*Data supplied*.
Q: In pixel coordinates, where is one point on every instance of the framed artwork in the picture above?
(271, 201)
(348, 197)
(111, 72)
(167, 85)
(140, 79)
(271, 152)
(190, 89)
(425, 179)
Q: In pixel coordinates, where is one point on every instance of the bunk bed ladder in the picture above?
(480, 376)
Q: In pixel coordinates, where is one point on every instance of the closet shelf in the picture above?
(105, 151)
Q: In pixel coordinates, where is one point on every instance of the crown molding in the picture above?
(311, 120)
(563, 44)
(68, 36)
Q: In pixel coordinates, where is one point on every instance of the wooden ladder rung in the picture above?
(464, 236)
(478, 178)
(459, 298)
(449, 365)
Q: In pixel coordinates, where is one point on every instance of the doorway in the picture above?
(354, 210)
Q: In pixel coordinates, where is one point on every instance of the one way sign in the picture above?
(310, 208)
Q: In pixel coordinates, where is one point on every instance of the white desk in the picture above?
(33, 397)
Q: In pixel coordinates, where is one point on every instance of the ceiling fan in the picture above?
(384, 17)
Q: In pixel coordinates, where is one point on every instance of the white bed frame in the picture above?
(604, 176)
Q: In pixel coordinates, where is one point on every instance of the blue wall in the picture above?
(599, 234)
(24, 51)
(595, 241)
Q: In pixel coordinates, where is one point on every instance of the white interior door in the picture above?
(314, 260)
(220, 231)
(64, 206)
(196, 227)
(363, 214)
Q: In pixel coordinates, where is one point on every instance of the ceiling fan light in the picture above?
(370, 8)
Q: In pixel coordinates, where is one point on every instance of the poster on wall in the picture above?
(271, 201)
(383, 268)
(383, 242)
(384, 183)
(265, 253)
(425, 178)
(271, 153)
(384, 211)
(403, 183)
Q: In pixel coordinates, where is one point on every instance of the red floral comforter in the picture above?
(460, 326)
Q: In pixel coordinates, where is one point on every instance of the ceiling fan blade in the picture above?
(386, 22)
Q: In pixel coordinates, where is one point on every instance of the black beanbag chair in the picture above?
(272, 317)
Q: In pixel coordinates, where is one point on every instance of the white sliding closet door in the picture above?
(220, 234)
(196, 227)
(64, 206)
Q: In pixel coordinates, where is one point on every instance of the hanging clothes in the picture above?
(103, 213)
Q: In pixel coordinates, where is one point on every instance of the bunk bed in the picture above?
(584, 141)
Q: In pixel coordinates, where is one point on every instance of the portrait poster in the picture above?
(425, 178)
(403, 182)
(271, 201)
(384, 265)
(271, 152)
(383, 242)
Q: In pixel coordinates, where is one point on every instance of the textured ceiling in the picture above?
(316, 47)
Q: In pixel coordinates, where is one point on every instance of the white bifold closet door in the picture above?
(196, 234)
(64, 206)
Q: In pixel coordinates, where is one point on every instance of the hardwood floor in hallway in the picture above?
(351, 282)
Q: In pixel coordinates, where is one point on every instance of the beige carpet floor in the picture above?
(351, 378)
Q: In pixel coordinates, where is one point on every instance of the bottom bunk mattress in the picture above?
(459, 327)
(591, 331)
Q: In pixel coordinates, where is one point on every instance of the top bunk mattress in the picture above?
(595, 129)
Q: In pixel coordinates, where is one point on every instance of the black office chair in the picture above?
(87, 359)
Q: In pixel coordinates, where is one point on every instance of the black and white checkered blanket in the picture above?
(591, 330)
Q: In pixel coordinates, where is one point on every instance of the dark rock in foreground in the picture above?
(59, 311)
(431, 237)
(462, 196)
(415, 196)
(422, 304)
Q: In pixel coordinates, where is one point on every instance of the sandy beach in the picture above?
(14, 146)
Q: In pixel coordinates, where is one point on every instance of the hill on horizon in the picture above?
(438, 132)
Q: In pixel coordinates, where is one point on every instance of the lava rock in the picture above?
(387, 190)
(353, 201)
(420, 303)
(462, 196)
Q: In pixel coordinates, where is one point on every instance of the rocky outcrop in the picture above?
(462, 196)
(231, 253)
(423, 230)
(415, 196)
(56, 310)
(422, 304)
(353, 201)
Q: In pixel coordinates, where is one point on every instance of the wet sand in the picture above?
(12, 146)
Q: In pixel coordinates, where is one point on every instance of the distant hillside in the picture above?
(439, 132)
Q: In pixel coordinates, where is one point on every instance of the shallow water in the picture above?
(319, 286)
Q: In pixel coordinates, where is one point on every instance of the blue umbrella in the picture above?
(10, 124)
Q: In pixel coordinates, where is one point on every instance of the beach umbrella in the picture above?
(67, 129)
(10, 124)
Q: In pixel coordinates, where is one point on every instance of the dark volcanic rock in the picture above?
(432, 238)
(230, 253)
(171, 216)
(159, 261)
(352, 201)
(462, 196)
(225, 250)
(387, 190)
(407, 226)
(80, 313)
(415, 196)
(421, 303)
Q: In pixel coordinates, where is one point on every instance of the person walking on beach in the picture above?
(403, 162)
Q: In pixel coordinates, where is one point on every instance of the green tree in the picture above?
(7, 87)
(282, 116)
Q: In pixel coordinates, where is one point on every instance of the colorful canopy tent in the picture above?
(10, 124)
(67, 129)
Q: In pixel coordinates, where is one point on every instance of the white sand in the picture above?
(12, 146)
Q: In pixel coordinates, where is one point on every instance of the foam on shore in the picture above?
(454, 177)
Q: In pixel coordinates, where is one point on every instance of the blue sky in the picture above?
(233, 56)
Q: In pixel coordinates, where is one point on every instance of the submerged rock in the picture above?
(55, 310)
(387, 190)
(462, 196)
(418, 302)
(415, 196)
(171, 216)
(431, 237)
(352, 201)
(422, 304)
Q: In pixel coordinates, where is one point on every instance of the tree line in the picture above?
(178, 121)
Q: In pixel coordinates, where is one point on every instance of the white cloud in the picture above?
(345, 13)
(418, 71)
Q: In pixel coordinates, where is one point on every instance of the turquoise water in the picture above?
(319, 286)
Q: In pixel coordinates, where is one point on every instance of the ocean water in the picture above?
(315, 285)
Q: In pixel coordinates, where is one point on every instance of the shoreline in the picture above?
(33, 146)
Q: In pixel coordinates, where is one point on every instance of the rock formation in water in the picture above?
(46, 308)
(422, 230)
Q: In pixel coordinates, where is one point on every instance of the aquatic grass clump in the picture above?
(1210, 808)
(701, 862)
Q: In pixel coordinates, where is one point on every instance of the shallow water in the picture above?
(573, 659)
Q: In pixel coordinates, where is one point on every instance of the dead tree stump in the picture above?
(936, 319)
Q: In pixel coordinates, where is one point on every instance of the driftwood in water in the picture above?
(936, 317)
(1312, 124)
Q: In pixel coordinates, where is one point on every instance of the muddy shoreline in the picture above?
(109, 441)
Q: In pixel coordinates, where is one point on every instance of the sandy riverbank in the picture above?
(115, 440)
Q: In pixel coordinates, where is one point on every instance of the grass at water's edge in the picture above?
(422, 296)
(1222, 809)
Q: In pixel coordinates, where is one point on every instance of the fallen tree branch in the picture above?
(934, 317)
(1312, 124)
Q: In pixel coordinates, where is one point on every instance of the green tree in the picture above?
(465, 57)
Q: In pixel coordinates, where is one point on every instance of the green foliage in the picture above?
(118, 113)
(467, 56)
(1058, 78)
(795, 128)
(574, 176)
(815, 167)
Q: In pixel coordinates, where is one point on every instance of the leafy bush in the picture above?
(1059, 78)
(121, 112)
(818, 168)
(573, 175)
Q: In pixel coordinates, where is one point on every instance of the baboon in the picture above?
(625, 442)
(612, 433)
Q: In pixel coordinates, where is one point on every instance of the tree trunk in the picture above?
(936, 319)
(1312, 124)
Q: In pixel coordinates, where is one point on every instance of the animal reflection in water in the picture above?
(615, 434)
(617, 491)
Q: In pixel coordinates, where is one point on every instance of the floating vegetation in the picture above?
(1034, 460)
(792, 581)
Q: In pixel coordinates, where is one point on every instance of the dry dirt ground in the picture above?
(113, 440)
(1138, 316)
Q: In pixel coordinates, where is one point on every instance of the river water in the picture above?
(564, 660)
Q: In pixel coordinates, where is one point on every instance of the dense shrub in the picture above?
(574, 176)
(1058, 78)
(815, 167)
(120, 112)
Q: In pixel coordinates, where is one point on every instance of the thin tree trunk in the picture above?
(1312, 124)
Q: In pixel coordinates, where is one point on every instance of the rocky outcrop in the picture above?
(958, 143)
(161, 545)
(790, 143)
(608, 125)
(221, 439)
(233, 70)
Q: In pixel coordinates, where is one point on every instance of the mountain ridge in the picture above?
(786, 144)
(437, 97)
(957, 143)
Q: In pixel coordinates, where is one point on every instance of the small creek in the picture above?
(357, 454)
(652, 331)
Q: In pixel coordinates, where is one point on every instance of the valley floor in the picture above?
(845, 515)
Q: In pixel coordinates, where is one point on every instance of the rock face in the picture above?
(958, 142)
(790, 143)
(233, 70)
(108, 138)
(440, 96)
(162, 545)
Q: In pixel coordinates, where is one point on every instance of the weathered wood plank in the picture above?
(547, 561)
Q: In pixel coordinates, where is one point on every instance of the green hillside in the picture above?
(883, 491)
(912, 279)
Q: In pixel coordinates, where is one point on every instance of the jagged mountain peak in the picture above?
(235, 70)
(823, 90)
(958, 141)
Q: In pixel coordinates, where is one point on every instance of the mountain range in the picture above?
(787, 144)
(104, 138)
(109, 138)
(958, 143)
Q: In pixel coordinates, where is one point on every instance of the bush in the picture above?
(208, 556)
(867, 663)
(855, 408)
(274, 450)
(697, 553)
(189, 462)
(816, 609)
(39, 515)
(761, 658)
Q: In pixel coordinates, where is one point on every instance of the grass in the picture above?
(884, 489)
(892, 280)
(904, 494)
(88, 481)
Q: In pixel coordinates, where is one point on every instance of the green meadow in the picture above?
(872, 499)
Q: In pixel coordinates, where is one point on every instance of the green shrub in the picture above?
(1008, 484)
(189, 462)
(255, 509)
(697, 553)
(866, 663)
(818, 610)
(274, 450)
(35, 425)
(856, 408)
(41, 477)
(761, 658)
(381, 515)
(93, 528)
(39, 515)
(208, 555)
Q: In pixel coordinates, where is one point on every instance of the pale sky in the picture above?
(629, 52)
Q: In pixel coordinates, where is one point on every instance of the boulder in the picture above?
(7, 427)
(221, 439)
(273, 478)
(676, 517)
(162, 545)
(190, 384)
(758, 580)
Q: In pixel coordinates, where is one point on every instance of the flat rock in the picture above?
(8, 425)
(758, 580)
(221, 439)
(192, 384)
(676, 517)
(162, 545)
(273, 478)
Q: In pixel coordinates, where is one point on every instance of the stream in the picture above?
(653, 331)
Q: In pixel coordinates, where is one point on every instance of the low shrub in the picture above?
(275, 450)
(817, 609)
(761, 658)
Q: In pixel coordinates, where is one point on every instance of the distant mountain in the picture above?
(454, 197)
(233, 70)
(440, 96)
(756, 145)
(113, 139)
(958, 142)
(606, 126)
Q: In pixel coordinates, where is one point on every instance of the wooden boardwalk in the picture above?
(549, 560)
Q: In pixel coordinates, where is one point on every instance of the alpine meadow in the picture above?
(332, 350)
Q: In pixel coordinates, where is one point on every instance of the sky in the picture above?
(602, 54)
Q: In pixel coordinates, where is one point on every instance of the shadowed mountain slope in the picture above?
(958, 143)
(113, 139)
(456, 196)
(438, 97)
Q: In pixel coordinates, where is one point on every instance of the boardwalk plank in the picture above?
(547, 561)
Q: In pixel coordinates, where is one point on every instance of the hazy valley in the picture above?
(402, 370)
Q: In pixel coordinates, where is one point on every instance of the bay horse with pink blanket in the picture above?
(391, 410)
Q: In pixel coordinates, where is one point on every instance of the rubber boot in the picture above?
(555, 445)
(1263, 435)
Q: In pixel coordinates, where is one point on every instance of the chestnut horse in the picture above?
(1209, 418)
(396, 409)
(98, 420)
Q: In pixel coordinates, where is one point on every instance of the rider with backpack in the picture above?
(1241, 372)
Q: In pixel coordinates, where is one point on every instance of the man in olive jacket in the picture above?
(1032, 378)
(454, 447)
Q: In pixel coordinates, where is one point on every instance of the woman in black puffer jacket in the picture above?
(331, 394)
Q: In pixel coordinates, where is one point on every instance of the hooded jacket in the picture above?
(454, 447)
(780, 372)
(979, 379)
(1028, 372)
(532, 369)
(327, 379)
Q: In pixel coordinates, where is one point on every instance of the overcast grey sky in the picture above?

*Required task*. Reproduce, word for word, every line starting at the line that contains "stream in the picture above?" and ending with the final line of the entries.

*Solution to the exercise*.
Q: In pixel coordinates, where is one point on every instance of the stream in the picture above?
(653, 331)
Q: In pixel coordinates, where is one point on every instance of the low shrub in the picture above?
(275, 450)
(817, 609)
(761, 658)
Q: In pixel coordinates, where is one point on every instance of the distant mountain in the picture above?
(454, 197)
(233, 70)
(440, 96)
(756, 145)
(113, 139)
(958, 142)
(606, 126)
Q: In pixel coordinates, where is one point on every instance of the wooden boardwalk in the picture above?
(549, 560)
Q: In pixel coordinates, where is one point on every instance of the alpine meadow in the picture above?
(332, 350)
Q: In pixel coordinates, where is one point on every instance of the sky in the picture above?
(602, 54)
Q: In pixel coordinates, where is one point on every instance of the shadowed mountain slope in the picture above?
(958, 143)
(113, 139)
(456, 196)
(438, 97)
Q: In pixel coordinates, where is one point on every instance of the boardwalk plank in the picture above?
(547, 561)
Q: In pixel coordinates, where is one point on every instance of the hazy valley in the picture above?
(402, 370)
Q: In pixel coordinates, where is one point on every instance of the bay horse with pink blanket in the picture above?
(391, 410)
Q: In pixel coordinates, where is one point on every instance of the rubber boot in the picture above?
(555, 445)
(1263, 435)
Q: In pixel coordinates, where is one point on every instance of the chestnut horse in the picture above?
(1209, 418)
(396, 409)
(98, 420)
Q: In pixel coordinates, where is one point on every instance of the rider with backpack in the picture above?
(1241, 372)
Q: In pixel coordinates, where is one point on every instance of the man in olive jacket in the picture above?
(1032, 378)
(454, 447)
Q: In pixel coordinates, where is one point on every instance of the woman in black puffer jacket in the picture above?
(331, 394)
Q: In pixel coordinates, where is one point on every instance of the hooded jacket in the picture above?
(454, 447)
(780, 372)
(979, 379)
(1028, 372)
(532, 369)
(327, 379)
Q: In pixel coordinates, where is one point on every instance of the overcast grey sky in the picture above?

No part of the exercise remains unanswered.